__The data__:
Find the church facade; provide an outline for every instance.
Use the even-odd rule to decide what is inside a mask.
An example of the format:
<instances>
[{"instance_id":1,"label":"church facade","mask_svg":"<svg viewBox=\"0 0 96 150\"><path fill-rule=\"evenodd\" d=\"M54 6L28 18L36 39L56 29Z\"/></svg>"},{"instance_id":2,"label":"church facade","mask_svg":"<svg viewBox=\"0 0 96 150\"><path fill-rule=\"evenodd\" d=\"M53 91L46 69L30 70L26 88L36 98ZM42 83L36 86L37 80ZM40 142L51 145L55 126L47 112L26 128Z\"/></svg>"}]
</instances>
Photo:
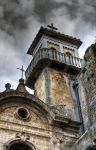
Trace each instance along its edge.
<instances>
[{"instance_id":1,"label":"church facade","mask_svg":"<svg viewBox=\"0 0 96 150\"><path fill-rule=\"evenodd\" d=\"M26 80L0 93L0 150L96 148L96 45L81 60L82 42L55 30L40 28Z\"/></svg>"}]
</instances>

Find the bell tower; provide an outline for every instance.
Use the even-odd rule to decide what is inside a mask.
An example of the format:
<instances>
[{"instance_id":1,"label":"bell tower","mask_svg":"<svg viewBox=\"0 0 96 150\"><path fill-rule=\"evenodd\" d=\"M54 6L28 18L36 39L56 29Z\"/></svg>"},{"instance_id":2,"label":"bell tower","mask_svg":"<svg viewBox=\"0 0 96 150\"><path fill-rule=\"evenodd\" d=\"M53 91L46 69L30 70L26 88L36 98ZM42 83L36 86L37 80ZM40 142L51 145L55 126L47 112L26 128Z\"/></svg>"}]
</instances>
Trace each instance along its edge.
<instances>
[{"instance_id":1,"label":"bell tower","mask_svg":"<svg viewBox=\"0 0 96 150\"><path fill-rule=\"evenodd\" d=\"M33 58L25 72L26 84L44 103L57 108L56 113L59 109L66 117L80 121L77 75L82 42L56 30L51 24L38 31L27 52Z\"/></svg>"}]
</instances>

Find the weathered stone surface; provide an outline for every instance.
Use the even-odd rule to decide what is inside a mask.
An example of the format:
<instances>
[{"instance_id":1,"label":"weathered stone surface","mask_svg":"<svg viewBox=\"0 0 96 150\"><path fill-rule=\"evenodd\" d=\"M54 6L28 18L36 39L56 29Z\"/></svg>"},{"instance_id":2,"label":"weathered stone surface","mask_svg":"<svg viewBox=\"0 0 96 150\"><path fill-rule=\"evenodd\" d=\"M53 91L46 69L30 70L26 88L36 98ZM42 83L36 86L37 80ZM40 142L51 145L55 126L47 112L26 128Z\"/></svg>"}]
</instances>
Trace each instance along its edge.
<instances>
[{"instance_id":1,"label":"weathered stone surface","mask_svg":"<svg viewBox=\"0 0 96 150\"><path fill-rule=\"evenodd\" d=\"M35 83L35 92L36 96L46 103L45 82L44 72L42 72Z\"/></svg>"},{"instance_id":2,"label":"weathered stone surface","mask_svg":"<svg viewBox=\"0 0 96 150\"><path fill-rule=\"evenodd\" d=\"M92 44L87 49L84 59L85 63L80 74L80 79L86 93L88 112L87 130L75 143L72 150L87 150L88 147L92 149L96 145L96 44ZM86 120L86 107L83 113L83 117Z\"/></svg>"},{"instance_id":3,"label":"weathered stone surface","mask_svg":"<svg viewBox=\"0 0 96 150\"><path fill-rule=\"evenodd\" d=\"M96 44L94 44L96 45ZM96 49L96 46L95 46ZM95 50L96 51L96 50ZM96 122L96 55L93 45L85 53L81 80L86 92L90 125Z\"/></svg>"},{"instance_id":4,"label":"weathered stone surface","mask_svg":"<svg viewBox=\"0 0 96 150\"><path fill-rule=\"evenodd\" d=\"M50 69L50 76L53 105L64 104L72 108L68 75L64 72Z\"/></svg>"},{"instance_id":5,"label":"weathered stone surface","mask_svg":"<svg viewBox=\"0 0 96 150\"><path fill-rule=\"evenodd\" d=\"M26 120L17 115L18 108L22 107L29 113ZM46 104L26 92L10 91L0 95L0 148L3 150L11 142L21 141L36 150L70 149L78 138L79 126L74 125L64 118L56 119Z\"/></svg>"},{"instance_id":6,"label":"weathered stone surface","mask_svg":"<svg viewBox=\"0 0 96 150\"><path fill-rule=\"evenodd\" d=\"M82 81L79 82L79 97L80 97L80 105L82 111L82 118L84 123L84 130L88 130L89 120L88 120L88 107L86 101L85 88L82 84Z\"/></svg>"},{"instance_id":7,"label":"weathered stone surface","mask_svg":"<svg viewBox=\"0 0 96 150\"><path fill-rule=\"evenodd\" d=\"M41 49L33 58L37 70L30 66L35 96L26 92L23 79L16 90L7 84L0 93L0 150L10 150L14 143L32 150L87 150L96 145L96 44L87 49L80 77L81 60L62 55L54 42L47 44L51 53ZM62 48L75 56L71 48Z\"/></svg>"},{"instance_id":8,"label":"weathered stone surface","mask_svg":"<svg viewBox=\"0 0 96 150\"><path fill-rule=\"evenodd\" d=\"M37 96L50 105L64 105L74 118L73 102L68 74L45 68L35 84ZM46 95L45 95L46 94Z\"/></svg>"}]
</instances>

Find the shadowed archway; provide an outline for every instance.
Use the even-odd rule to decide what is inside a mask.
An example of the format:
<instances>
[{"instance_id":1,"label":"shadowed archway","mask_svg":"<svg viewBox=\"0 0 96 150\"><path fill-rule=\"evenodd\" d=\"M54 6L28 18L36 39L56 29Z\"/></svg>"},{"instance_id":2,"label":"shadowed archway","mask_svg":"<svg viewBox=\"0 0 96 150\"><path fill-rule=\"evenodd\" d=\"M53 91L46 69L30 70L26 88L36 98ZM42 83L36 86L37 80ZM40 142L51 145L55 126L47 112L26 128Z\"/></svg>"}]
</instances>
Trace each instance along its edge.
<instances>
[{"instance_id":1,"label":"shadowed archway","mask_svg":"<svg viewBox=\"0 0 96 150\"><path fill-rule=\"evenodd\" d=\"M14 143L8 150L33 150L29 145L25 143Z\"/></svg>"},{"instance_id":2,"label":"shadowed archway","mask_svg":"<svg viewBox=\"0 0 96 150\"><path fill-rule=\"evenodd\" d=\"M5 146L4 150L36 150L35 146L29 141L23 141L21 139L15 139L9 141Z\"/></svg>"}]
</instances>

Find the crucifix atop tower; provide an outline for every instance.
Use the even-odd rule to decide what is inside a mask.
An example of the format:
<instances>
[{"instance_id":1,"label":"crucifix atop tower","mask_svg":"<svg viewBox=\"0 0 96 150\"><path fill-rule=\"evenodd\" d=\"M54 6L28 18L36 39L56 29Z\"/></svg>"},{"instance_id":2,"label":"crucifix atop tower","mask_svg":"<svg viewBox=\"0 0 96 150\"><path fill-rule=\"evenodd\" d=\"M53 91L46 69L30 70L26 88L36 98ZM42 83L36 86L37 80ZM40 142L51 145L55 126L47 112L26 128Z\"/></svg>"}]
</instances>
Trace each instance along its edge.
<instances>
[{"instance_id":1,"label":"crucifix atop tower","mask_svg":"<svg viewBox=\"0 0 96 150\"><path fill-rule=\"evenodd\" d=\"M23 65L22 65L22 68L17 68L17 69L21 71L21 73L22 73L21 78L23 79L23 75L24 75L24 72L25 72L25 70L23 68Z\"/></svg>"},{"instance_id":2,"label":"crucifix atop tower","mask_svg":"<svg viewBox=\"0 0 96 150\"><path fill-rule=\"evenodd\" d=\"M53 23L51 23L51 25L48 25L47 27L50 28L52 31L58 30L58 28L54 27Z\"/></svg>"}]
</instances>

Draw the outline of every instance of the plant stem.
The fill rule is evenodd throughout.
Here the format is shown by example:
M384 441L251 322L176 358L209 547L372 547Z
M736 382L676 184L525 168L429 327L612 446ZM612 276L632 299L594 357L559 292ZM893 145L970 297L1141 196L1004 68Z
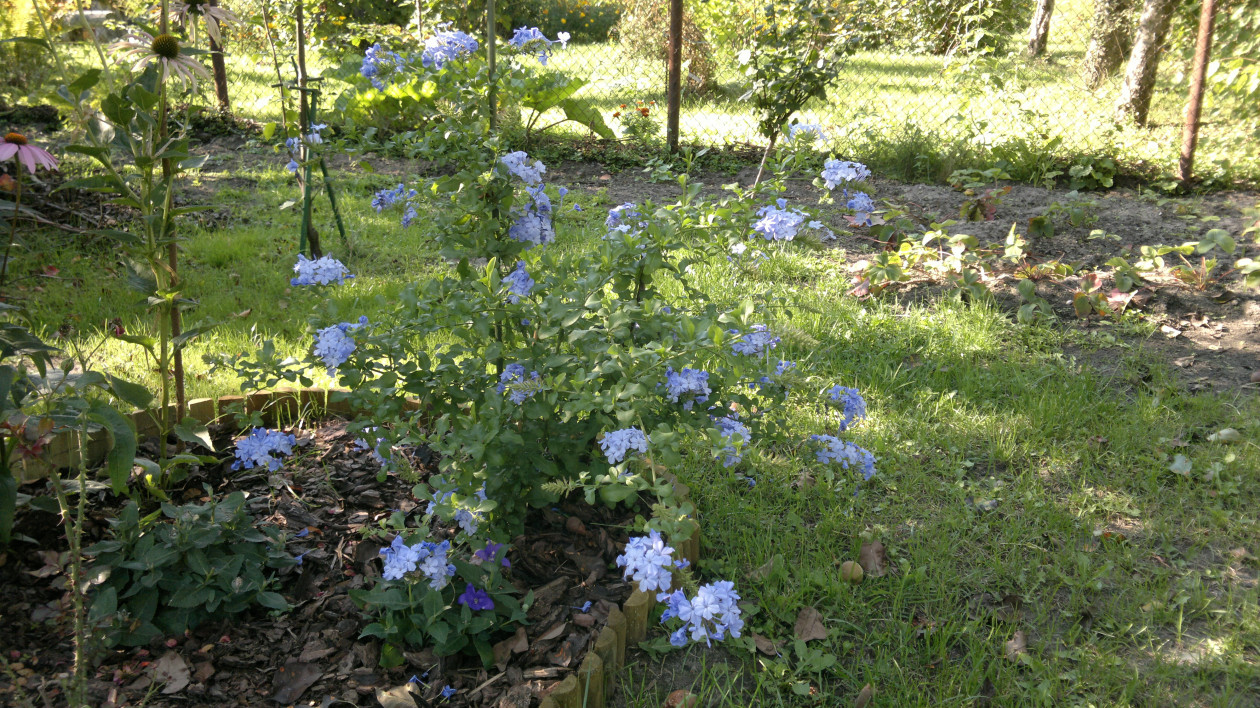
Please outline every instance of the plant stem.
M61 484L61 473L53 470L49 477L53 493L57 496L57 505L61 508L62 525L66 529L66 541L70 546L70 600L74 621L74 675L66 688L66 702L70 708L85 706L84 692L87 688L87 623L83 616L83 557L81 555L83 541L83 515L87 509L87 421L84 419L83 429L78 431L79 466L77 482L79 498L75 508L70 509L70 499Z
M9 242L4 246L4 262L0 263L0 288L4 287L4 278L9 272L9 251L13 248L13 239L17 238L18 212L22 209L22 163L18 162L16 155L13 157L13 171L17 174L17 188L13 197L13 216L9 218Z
---
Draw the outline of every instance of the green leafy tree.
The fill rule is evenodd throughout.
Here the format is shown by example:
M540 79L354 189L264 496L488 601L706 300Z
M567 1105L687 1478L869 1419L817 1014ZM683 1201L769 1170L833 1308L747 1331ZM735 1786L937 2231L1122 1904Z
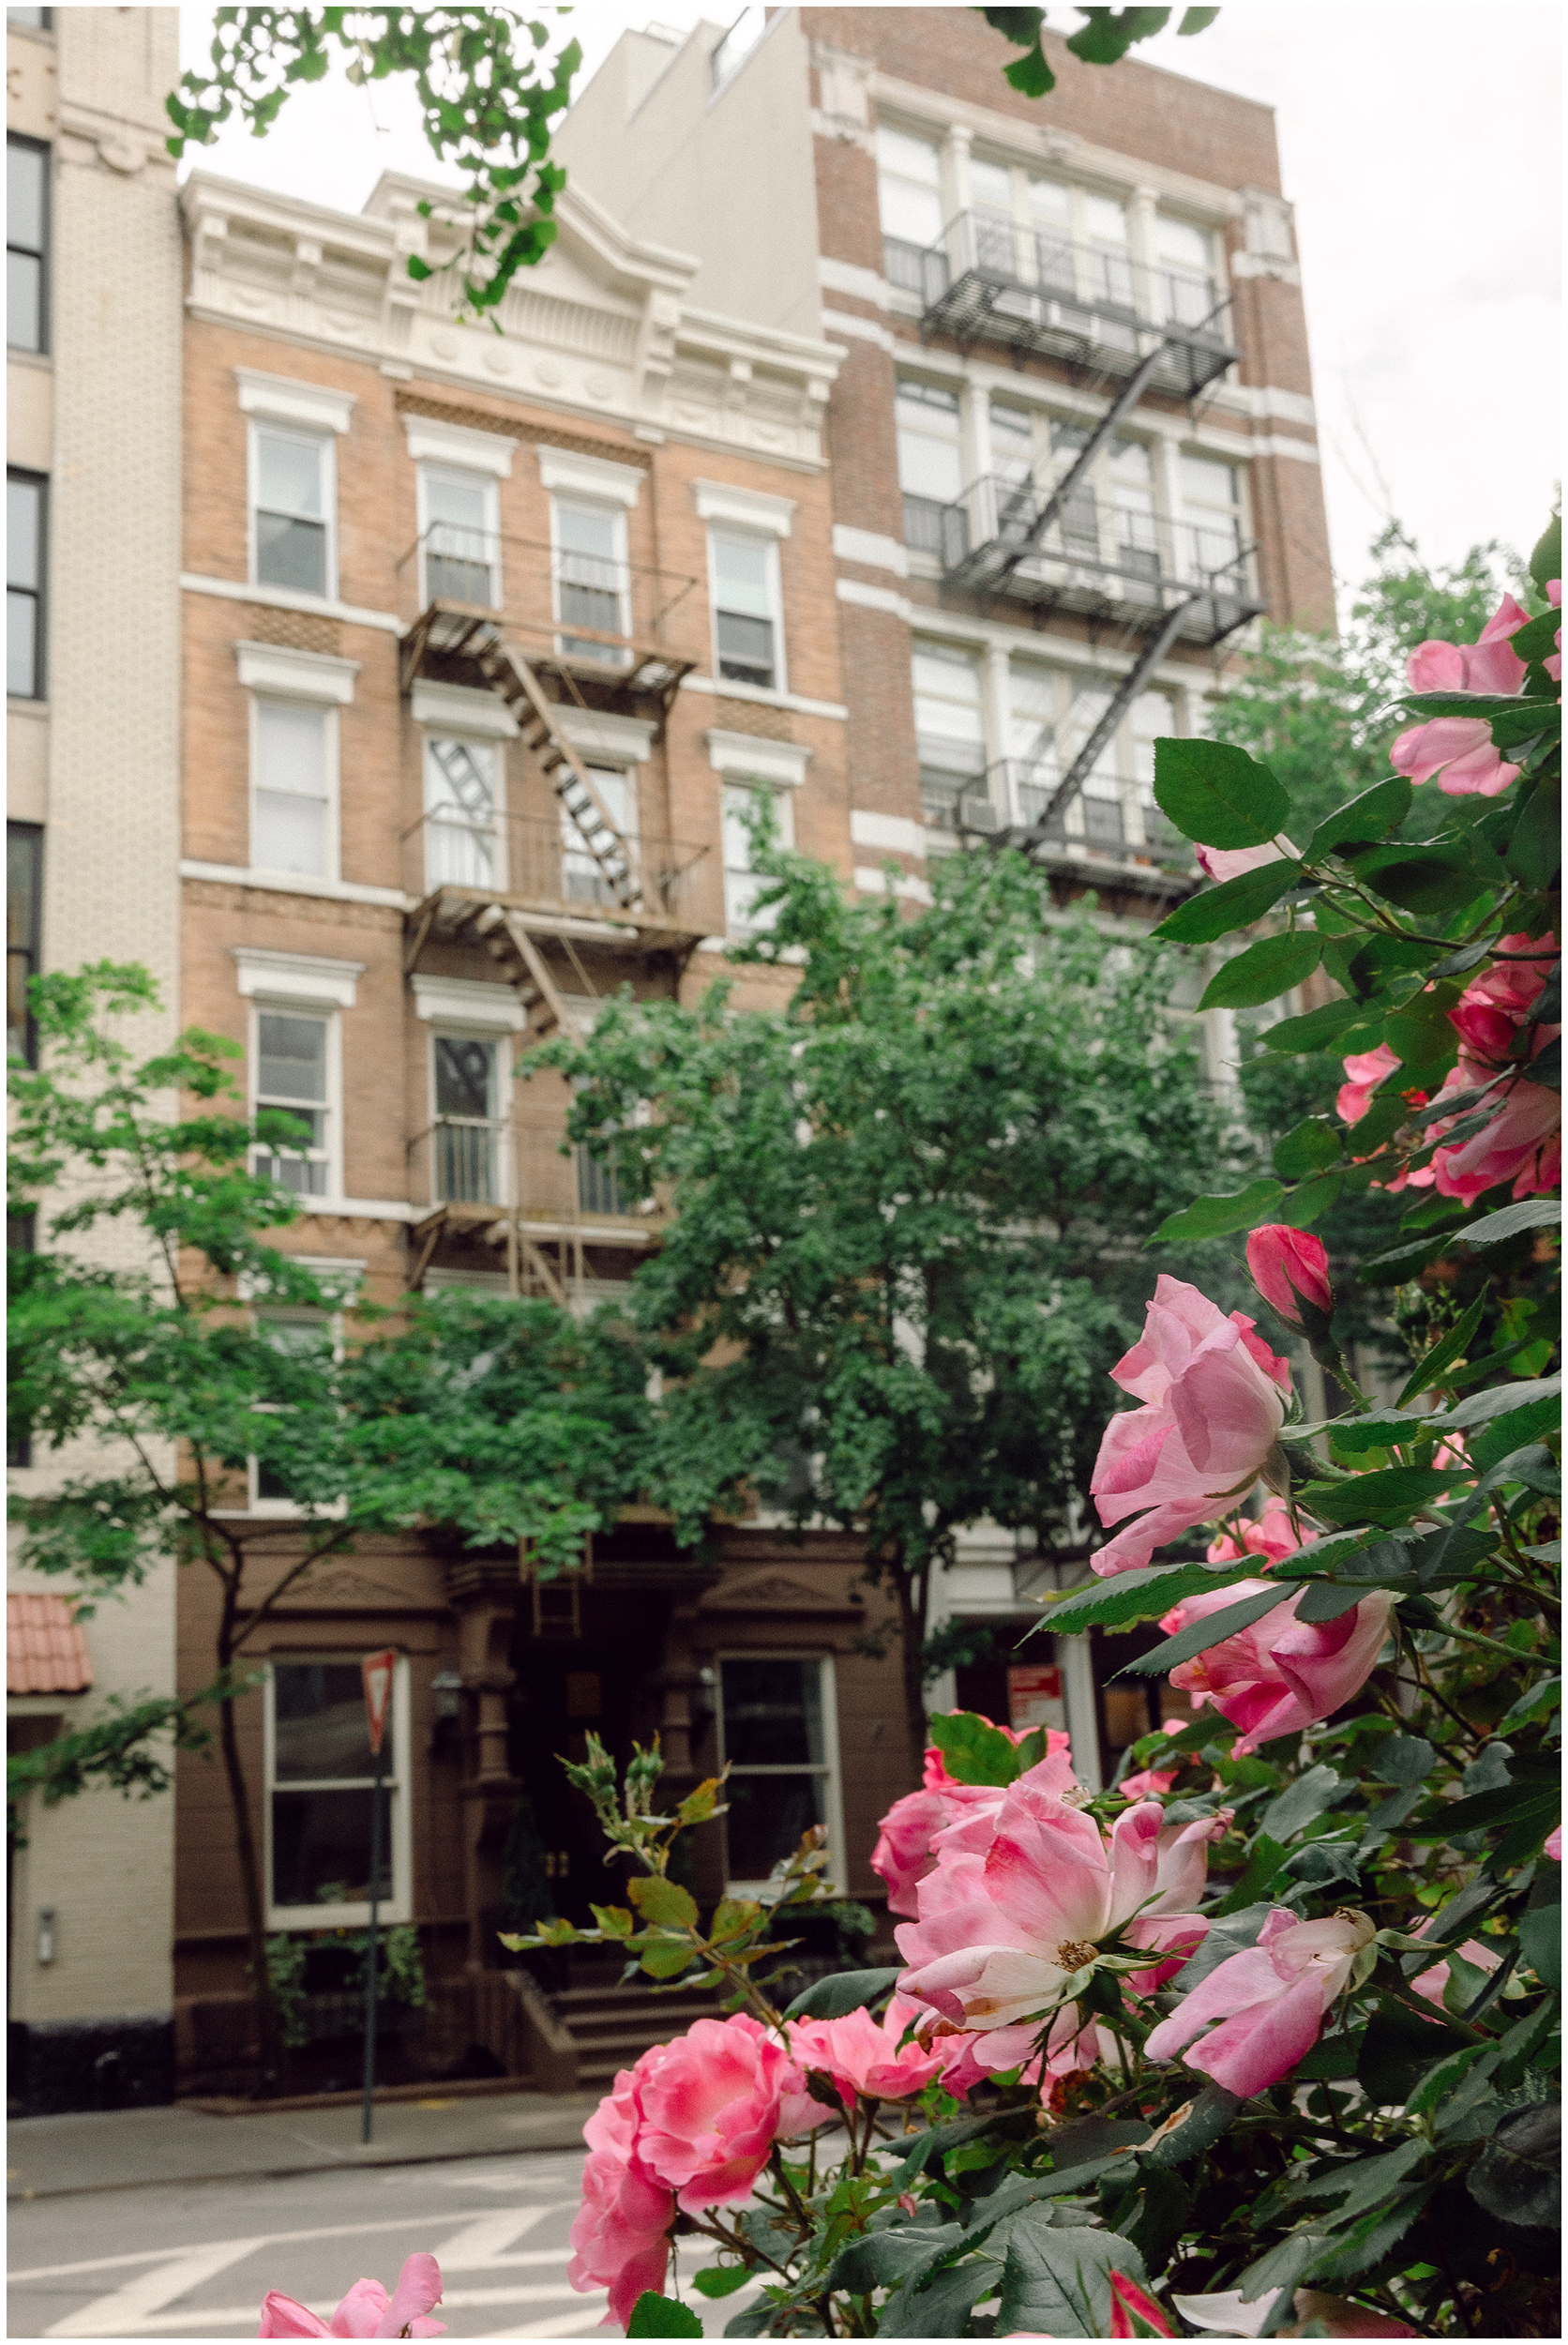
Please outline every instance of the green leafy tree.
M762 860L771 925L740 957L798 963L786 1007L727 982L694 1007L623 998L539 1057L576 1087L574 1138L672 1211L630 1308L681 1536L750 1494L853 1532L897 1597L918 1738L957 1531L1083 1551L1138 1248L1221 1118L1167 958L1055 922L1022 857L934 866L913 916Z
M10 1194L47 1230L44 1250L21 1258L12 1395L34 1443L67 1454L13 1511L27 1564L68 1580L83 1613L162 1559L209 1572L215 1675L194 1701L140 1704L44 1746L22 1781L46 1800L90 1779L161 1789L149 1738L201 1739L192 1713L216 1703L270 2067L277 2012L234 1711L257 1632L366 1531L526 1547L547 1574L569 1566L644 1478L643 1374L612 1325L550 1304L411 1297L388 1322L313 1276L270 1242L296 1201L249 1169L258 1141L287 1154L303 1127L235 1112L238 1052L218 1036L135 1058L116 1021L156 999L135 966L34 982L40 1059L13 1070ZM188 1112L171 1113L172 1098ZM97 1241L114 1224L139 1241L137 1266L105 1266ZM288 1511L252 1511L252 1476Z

__Task to complete__: Wherever the word "provide" appears in a line of the records, count that line. Say how many there are, with no other words.

__Answer to the problem__: 5